++++ RAW DATA ++++

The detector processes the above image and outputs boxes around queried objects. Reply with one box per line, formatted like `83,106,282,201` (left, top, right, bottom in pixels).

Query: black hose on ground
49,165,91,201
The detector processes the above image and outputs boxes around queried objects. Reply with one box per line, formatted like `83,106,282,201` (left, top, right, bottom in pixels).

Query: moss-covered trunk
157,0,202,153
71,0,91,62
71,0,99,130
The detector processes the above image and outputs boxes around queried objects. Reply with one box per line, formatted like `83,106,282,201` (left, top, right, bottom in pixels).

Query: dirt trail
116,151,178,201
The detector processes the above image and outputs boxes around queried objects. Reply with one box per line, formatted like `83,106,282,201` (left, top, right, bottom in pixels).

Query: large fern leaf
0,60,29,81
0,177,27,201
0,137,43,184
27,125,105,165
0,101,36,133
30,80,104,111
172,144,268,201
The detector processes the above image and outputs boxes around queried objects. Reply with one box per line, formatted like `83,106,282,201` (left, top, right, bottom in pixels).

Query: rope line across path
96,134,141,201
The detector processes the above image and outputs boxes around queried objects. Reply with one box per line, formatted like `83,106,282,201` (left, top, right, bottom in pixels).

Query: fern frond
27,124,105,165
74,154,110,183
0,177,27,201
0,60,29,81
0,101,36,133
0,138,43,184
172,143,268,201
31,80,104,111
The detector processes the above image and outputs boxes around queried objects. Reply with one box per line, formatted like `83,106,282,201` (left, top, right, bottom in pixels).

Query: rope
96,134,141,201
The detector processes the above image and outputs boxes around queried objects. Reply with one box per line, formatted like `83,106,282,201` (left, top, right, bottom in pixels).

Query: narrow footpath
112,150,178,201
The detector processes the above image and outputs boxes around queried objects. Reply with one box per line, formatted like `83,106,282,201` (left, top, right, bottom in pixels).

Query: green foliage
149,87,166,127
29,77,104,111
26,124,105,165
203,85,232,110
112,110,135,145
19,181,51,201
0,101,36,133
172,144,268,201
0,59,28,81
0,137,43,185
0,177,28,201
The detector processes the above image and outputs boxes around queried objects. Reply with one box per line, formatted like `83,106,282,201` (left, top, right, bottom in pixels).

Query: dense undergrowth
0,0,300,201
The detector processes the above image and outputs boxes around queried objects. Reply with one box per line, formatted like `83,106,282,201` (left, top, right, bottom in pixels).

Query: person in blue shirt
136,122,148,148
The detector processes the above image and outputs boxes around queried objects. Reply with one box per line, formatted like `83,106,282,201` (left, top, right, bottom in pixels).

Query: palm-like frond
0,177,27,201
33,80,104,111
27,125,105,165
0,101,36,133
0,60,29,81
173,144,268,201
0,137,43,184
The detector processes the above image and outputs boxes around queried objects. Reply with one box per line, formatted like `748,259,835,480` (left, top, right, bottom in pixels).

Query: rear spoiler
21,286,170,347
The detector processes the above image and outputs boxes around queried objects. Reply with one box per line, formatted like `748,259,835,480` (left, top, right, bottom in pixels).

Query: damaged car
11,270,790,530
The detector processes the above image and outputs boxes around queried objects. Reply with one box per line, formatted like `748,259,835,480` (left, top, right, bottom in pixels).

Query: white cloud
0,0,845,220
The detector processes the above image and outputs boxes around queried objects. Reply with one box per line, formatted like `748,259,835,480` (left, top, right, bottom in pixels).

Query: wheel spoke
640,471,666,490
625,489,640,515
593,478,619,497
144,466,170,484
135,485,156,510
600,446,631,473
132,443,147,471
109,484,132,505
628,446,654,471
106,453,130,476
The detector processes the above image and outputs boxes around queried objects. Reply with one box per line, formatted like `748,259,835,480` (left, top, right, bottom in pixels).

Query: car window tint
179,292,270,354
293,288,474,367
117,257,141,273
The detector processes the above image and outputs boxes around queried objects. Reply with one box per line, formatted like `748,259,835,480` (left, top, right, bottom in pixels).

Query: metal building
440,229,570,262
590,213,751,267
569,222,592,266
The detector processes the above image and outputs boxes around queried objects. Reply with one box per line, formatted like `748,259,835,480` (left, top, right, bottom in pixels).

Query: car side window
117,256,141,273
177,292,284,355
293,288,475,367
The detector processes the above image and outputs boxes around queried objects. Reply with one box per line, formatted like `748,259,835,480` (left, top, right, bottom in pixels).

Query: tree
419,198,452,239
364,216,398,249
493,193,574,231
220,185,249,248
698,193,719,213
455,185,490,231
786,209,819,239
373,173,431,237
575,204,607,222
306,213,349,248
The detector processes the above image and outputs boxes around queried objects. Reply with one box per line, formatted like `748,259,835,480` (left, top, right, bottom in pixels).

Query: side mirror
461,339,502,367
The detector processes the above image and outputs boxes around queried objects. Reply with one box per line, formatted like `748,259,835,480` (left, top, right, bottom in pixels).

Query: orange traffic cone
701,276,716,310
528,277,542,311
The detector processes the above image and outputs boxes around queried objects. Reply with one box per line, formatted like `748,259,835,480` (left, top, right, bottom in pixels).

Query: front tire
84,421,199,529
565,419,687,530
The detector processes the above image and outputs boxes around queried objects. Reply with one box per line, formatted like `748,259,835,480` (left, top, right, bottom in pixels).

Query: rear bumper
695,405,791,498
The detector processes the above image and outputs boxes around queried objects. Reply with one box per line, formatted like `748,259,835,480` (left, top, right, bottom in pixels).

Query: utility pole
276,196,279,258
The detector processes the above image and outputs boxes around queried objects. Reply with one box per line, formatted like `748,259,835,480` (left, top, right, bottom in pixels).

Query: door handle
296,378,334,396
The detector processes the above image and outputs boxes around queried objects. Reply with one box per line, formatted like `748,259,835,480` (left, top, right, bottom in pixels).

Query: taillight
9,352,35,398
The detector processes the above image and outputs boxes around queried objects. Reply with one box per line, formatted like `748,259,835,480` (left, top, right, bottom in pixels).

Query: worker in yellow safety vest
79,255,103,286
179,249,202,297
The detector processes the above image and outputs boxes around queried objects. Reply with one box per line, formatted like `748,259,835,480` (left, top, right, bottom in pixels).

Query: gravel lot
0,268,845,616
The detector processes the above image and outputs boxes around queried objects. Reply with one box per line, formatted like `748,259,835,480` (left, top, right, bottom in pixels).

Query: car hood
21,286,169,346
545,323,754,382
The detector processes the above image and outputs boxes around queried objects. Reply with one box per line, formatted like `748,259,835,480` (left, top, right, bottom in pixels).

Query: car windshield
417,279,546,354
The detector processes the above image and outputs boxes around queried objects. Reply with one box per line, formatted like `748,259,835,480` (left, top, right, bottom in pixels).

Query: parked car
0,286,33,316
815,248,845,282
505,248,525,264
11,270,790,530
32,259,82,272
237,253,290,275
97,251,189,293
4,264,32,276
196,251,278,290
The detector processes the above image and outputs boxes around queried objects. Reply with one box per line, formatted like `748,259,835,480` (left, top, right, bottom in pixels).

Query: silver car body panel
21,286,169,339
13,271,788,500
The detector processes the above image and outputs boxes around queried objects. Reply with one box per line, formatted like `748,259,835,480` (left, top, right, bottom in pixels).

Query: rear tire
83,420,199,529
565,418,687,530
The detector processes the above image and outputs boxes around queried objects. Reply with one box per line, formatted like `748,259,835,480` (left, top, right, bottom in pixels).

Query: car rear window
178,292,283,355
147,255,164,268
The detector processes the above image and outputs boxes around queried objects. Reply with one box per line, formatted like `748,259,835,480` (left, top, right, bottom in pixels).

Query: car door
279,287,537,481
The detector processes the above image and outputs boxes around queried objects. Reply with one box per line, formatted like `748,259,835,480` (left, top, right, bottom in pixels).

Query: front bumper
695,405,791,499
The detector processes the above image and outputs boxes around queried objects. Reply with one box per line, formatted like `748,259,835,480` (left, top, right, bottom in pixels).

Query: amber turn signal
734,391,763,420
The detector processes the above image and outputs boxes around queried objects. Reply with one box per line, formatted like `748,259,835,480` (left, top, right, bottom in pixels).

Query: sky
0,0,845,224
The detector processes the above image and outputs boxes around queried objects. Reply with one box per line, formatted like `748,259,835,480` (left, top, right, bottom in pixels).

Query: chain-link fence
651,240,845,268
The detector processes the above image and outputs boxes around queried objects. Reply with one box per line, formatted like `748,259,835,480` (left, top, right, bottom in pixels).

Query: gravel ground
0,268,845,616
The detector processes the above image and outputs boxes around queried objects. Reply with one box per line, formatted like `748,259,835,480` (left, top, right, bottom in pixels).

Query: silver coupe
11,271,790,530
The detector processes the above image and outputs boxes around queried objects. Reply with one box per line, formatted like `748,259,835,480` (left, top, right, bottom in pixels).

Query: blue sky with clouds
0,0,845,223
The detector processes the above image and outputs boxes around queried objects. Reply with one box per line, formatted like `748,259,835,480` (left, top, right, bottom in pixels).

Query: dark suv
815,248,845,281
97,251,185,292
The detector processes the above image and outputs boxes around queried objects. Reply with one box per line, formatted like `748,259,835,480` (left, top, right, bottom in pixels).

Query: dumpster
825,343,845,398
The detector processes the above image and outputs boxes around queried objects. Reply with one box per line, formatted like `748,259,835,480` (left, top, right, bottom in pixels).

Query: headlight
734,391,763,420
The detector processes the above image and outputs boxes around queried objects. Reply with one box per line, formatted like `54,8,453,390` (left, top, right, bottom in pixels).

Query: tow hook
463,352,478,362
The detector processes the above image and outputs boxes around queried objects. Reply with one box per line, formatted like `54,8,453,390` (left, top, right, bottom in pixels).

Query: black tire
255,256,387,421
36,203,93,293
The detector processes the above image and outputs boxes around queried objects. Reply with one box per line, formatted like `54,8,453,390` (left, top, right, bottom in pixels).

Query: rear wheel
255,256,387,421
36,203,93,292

++++

# THE TASK
Please show each line of the data above that contains the word "gravel", matching case exactly.

# TASK ANSWER
Query: gravel lot
Query: gravel ground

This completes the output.